(Data listing)

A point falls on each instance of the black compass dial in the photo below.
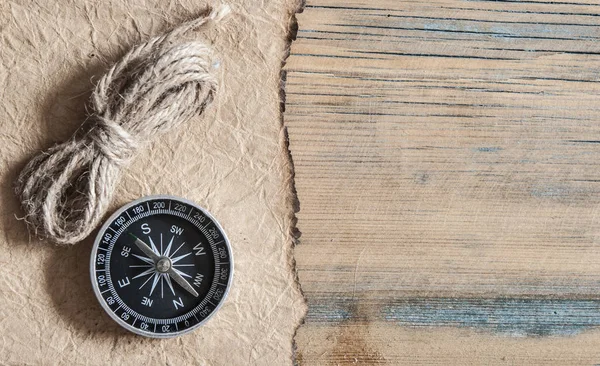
(161, 266)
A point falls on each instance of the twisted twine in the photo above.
(156, 86)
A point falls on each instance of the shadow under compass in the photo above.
(69, 285)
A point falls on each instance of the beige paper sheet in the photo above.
(232, 161)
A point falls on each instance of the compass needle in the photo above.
(168, 250)
(182, 282)
(145, 273)
(168, 279)
(145, 259)
(161, 266)
(156, 277)
(177, 259)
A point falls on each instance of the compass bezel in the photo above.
(98, 241)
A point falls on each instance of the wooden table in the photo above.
(447, 165)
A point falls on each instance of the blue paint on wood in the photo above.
(517, 317)
(489, 149)
(514, 317)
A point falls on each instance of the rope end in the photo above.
(219, 12)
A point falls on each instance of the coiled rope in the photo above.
(158, 85)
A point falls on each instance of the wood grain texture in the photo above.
(446, 161)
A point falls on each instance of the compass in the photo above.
(161, 266)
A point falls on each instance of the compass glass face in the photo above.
(161, 266)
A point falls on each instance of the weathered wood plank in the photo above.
(446, 158)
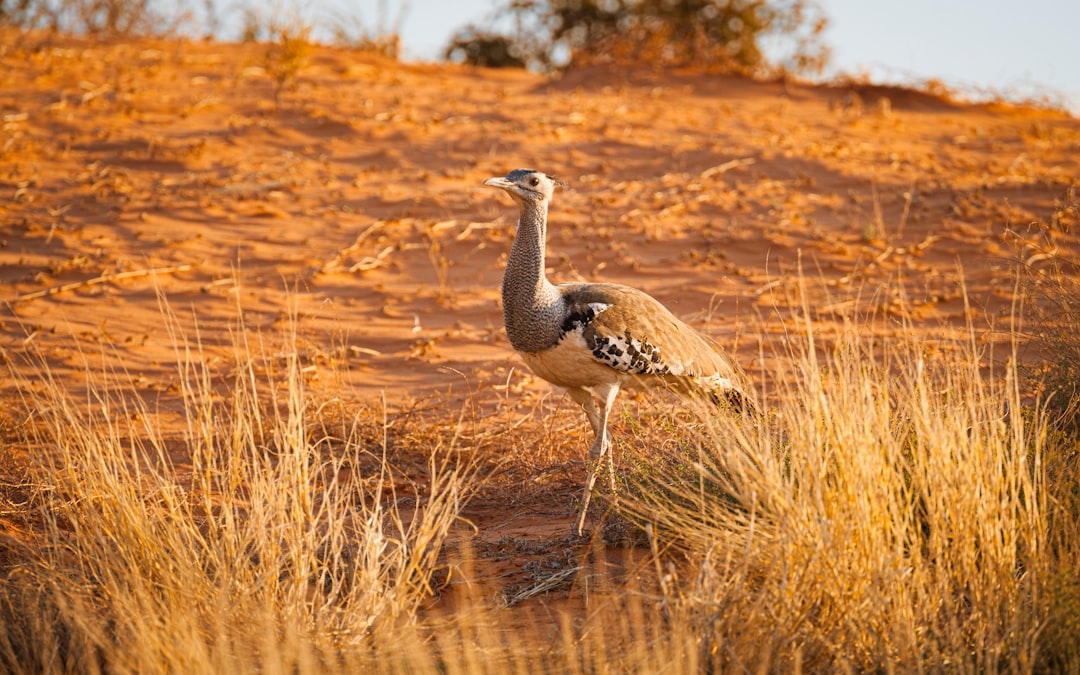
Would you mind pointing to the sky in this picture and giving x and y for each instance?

## DIRECTION:
Transcribe the complete set of entries verbatim. No pictures belong in the copy.

## WRITTEN REPLY:
A point falls on each instance of the black compass dial in the photo below.
(161, 266)
A point falls on each instance of the twisted twine in the photo above.
(156, 86)
A point falls on each instance of the shadow under compass in the photo above.
(69, 285)
A point falls on each instance of the beige paper sheet in the photo above.
(232, 161)
A point falls on each instance of the compass needle in the photo above.
(168, 250)
(182, 282)
(145, 273)
(168, 279)
(145, 259)
(161, 266)
(156, 277)
(177, 259)
A point falls on each instance of the compass bezel in the photo above.
(98, 241)
A point falls on each instance of the wooden table in the photo above.
(447, 165)
A point falls on each instance of the blue paint on wood in the photo above.
(517, 317)
(489, 149)
(514, 317)
A point falls on each instance of the rope end in the photo above.
(219, 12)
A point falls on each instance of the coiled rope in the photo above.
(158, 85)
A point falls on each instance of the wood grain texture in the photo above.
(446, 161)
A point falls on each instance of the compass in the photo above.
(161, 266)
A point falls on each instance of the compass glass face in the photo above.
(161, 266)
A point falls on each instance of the weathered wood plank in the photo above.
(446, 158)
Would you mind pointing to the sky in this picture and giving x and y for each instance?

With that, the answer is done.